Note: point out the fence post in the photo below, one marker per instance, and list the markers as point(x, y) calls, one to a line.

+++++

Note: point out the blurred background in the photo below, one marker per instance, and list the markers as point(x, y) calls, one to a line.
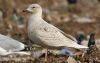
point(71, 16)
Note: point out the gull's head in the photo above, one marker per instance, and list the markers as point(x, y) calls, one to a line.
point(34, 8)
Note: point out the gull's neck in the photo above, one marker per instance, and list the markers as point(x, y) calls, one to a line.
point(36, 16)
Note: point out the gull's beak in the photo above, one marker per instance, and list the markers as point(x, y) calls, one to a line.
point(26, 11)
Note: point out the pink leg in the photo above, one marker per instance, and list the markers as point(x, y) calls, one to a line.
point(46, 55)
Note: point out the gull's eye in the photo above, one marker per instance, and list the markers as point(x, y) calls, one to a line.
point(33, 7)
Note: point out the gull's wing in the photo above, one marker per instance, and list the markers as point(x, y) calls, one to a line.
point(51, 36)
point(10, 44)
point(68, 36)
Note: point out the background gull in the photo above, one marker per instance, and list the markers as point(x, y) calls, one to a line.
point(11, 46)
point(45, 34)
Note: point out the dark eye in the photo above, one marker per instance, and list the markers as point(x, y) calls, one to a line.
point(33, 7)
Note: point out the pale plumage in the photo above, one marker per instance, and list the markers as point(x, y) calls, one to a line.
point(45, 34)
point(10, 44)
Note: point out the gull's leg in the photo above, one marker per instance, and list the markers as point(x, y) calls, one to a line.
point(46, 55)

+++++

Stated task: How many lines of the material above contain the word "background"? Reply with the number only.

Solved exercise: 2